• **WHAT YOU WILL DO**: Reproduce all of the rows below word for word, leaving out the pictures.

• **INFORMATION GIVEN**:

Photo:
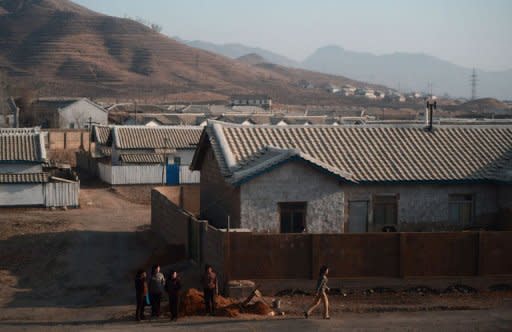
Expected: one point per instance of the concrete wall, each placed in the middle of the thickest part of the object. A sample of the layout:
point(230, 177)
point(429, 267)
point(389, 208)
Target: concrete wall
point(505, 206)
point(218, 199)
point(21, 168)
point(79, 113)
point(424, 207)
point(22, 194)
point(168, 220)
point(292, 182)
point(299, 256)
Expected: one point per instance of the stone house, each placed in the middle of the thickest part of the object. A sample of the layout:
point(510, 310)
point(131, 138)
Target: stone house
point(145, 155)
point(334, 179)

• **RESULT OF THE TASK**:
Photo:
Expected: one point per instance of the concrete wall, each placed in the middle of the thickest part of the object. A sample of the layout:
point(230, 177)
point(429, 267)
point(389, 208)
Target: concrete wall
point(505, 206)
point(218, 199)
point(21, 168)
point(79, 113)
point(424, 207)
point(22, 194)
point(168, 220)
point(292, 182)
point(299, 256)
Expected: one point per instance of the stone house, each placed in the middle of the thickest part of the object. A sample of the layout:
point(510, 310)
point(131, 138)
Target: stone house
point(145, 155)
point(334, 179)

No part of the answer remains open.